--- Task directions ---
Copy the listing below line for line, changing nothing.

--- Extracted entries ---
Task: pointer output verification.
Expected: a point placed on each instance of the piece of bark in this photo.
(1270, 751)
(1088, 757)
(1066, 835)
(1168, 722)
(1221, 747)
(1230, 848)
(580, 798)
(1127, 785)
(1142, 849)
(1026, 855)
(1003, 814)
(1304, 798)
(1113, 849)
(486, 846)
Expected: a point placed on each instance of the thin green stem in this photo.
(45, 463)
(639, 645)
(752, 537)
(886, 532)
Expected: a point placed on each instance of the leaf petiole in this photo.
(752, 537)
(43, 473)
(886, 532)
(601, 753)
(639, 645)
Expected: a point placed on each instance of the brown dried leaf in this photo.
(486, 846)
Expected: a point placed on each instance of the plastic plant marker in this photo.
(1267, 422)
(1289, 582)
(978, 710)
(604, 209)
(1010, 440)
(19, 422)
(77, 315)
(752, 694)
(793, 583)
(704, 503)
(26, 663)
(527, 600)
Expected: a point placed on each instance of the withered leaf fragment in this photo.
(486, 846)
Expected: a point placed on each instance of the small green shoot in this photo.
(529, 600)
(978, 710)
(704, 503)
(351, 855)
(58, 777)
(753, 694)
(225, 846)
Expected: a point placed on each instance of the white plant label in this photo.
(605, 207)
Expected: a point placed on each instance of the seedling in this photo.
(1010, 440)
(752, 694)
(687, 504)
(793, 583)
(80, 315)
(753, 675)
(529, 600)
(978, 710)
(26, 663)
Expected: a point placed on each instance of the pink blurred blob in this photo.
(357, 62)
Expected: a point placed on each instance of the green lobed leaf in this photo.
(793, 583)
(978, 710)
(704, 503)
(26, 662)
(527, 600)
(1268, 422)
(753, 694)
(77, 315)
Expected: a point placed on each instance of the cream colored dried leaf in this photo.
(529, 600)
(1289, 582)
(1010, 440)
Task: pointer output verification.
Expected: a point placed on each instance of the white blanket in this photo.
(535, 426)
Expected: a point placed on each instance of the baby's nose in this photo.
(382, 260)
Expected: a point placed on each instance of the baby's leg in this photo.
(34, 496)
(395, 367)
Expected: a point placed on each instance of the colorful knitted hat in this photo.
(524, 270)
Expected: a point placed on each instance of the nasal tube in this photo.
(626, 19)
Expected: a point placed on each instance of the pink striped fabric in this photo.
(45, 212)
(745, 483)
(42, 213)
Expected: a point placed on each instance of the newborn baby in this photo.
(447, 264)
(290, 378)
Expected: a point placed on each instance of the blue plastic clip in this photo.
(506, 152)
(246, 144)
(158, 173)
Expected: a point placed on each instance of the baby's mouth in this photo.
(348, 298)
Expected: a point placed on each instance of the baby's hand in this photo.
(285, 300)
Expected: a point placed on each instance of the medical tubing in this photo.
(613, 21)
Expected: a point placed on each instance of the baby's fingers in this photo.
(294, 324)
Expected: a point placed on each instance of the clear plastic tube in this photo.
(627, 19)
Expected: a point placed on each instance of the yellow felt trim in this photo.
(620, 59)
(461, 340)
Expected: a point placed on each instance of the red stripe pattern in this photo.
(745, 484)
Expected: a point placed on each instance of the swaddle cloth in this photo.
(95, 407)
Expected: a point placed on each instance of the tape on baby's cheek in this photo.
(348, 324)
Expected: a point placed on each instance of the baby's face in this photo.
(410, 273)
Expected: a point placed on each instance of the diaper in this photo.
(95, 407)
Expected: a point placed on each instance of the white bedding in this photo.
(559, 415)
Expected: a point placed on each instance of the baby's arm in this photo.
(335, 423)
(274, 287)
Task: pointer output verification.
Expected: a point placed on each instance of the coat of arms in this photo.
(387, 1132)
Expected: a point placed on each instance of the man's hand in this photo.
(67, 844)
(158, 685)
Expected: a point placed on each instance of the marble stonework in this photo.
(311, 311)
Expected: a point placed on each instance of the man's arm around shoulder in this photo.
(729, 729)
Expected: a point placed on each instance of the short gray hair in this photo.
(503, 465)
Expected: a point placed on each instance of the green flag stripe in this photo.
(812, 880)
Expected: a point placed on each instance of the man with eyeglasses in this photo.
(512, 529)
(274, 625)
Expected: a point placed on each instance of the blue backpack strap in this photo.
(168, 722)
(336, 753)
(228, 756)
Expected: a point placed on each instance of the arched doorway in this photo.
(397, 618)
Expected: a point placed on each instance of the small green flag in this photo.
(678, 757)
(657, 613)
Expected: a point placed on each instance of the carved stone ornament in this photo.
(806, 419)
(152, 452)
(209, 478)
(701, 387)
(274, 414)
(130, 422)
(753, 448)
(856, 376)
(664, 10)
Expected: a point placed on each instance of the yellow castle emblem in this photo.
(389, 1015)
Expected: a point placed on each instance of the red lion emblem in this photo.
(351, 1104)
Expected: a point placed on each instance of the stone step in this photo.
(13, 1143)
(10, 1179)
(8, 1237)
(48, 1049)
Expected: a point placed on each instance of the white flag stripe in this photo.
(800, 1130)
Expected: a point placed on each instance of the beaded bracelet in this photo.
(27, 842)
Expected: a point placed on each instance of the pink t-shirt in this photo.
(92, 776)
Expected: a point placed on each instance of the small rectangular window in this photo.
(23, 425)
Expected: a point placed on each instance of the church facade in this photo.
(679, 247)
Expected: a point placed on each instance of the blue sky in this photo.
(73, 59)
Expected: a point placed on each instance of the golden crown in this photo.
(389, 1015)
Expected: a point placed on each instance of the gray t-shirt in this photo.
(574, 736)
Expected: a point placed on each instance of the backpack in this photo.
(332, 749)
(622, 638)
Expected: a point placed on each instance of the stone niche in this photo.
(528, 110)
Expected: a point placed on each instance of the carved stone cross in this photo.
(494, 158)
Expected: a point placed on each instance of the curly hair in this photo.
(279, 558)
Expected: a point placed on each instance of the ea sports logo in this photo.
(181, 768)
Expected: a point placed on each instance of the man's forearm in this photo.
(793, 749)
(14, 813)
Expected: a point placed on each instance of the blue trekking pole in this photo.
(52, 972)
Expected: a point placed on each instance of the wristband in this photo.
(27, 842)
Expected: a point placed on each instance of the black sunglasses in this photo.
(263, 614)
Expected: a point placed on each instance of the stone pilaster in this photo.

--- Answer in full ---
Task: pointer output verification.
Expected: a point placed on each instance of the piece of bark in this photo.
(1270, 751)
(1088, 757)
(1066, 835)
(1168, 722)
(1221, 747)
(1230, 848)
(580, 798)
(1127, 785)
(1142, 849)
(1026, 855)
(1003, 814)
(1304, 798)
(1113, 849)
(486, 846)
Expected: a point placed on each instance of the thin green stem in this photo.
(45, 463)
(639, 645)
(752, 537)
(886, 532)
Expected: a point placed on each instance of the leaf petiole in this photo.
(752, 537)
(43, 473)
(886, 532)
(601, 753)
(639, 645)
Expected: a point placed on each instance of the brown dried leaf in this photo.
(486, 846)
Expected: a point placed on each instance of the plastic plant marker in this photo.
(1267, 422)
(1289, 582)
(978, 710)
(604, 209)
(1010, 440)
(19, 422)
(77, 315)
(752, 694)
(793, 583)
(704, 503)
(26, 663)
(527, 600)
Expected: a point placed on each instance of the withered leaf fragment in this photo.
(486, 846)
Expected: a point placed on each instance of the small green shoot in this photo.
(529, 600)
(978, 710)
(704, 503)
(351, 855)
(58, 777)
(753, 694)
(225, 846)
Expected: a point placed on each instance of the white plant label in this photo.
(605, 207)
Expected: a point placed on each instance of the seedling in this photo.
(1010, 440)
(752, 694)
(687, 504)
(793, 583)
(80, 315)
(753, 675)
(529, 600)
(978, 710)
(26, 663)
Expected: a point placed on each instance of the pink blurred blob in this photo.
(357, 62)
Expected: a point placed on each instance of the green lobed leaf in this photo.
(793, 583)
(978, 710)
(704, 503)
(26, 662)
(527, 600)
(1268, 422)
(753, 694)
(77, 315)
Expected: a point placed on each instance of the cream colored dried leaf in this photo.
(529, 600)
(1289, 582)
(1010, 440)
Task: pointer output verification.
Expected: a point placed on each instance of the white blanket in this photo.
(535, 426)
Expected: a point placed on each instance of the baby's nose in this photo.
(382, 260)
Expected: a point placed on each instance of the baby's leg in this photo.
(34, 496)
(395, 367)
Expected: a point placed on each instance of the colorful knitted hat in this photo.
(524, 270)
Expected: a point placed on each instance of the nasal tube in this photo.
(626, 19)
Expected: a point placed on each instance of the pink striped fabric in this photo.
(45, 212)
(745, 483)
(42, 213)
Expected: a point placed on each instance of the newborn baby in this photo.
(447, 264)
(290, 378)
Expected: a point placed on each instance of the blue plastic clip in this photo.
(506, 152)
(246, 144)
(158, 173)
Expected: a point placed on each instance of the baby's mouth in this photo.
(348, 298)
Expected: a point placed on each instance of the baby's hand in this photo.
(285, 300)
Expected: a point placed on each instance of the medical tubing in this photo.
(613, 21)
Expected: a point placed on each instance of the baby's fingers in this photo.
(294, 324)
Expected: a point placed on each instance of the clear plastic tube in this photo.
(627, 19)
Expected: a point placed on each instance of the yellow felt trim in this photo.
(620, 59)
(461, 340)
Expected: a point placed on each instance of the red stripe pattern in this photo.
(745, 484)
Expected: a point placed on each instance of the swaddle cloth in this photo.
(95, 407)
Expected: a point placed on each instance of the tape on baby's cheek in this photo.
(348, 324)
Expected: a point placed on each instance of the baby's face in this photo.
(410, 273)
Expected: a point placed on each instance of the diaper in this photo.
(95, 407)
Expected: a point placed on each instance of the white bedding in this photo.
(559, 415)
Expected: a point placed on each instance of the baby's arm in this photo.
(335, 423)
(274, 287)
Task: pointer output verification.
Expected: a point placed on each instance of the coat of arms in this photo.
(387, 1132)
Expected: a point placed on each instance of the man's hand in this photo.
(67, 844)
(158, 685)
Expected: a point placed on each instance of the marble stonework in this photo.
(311, 311)
Expected: a point placed on each instance of the man's arm around shoulder in this photo.
(729, 729)
Expected: a point placed on each instance of the short gray hair in this photo.
(503, 465)
Expected: a point placed on each instance of the green flag stripe in this photo.
(812, 880)
Expected: a point placed on each instance of the man with eyeglasses in this photo.
(512, 529)
(274, 625)
Expected: a point placed on each instance of the blue backpack strap in this photo.
(168, 722)
(336, 753)
(228, 756)
Expected: a point placed on each instance of the arched doorway in this photo.
(397, 618)
Expected: a point placed on each instance of the small green flag in this photo.
(678, 757)
(657, 613)
Expected: a point placed on each instance of the carved stone ornament in this photo.
(806, 419)
(152, 452)
(209, 478)
(701, 387)
(274, 414)
(130, 422)
(753, 448)
(856, 376)
(664, 10)
Expected: a point placed on each instance of the yellow castle emblem in this photo.
(389, 1015)
Expected: a point placed on each instance of the red lion emblem in this photo.
(351, 1104)
Expected: a point placed on each instance of the stone step in this photo.
(13, 1143)
(10, 1179)
(8, 1237)
(48, 1049)
Expected: a point placed on each instance of the white flag stripe in this photo.
(800, 1130)
Expected: a point placed on each instance of the beaded bracelet in this photo.
(27, 842)
Expected: a point placed on each instance of the pink t-shirt in this photo.
(92, 776)
Expected: a point placed on each instance of the small rectangular window in this photo.
(23, 425)
Expected: a point placed on each instance of the church facade in this photo.
(679, 247)
Expected: a point placed on each instance of the blue sky in this photo.
(73, 59)
Expected: a point placed on each instance of the golden crown in this photo.
(389, 1015)
Expected: a point placed on each instance of the gray t-shirt in this photo.
(574, 736)
Expected: a point placed on each instance of the backpack in this photo.
(332, 749)
(622, 638)
Expected: a point placed on each instance of the stone niche in this photo.
(528, 110)
Expected: a point placed on each instance of the carved stone cross in this photo.
(494, 158)
Expected: a point placed on each instance of the curly hair in this photo.
(279, 558)
Expected: a point placed on each instance of the ea sports logo in this photo.
(181, 768)
Expected: a point placed on each instance of the man's forearm in this photo.
(793, 749)
(14, 813)
Expected: a point placed on each instance of the blue trekking pole in this photo.
(52, 972)
Expected: a point placed on each instance of the wristband in this photo.
(27, 842)
Expected: a point placed on each instance of the black sunglasses in this photo.
(263, 614)
Expected: a point placed on each instance of the stone pilaster in this photo.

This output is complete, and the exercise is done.